■ Problem requirements ■
Using the biomass power excerpt below, explain in one to three sentences why the biomass industry disputes studies like the one in Massachusetts.

That study, released last week, concluded that, at least in Massachusetts, power plants using woody material as fuel would probably prove worse for the climate than existing coal plants over the next several decades. Plants that generate both heat and power, displacing not just coal but also oil and gas, could yield dividends faster, the report said. But in every case, the study found, much depends on what is burned, how it is burned, how forests are managed and how the industry is regulated.
Ian A. Bowles, the secretary of the Massachusetts Office of Energy and Environmental Affairs, said that biomass power and sustainable forest management were not mutually exclusive. But he also said that the logical conclusion from the study was that biomass plants that generated electricity alone probably should not be eligible for incentives for renewable energy.
``That would represent a significant change in policy,'' Mr. Bowles said.
The biomass industry argues that studies like the one in Massachusetts do not make a clear distinction between wood harvested specifically for energy production and the more common, and desirable, practice of burning wood and plant scraps left from agriculture and logging operations.

■ Provided data ■
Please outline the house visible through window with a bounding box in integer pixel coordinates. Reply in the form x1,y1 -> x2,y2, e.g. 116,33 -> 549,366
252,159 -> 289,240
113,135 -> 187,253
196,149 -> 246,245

■ Full output ■
The industry argues that such studies do not clearly distinguish between wood harvested specifically for energy production and the more common, and desirable, practice of burning wood and plant scraps left from agriculture and logging operations.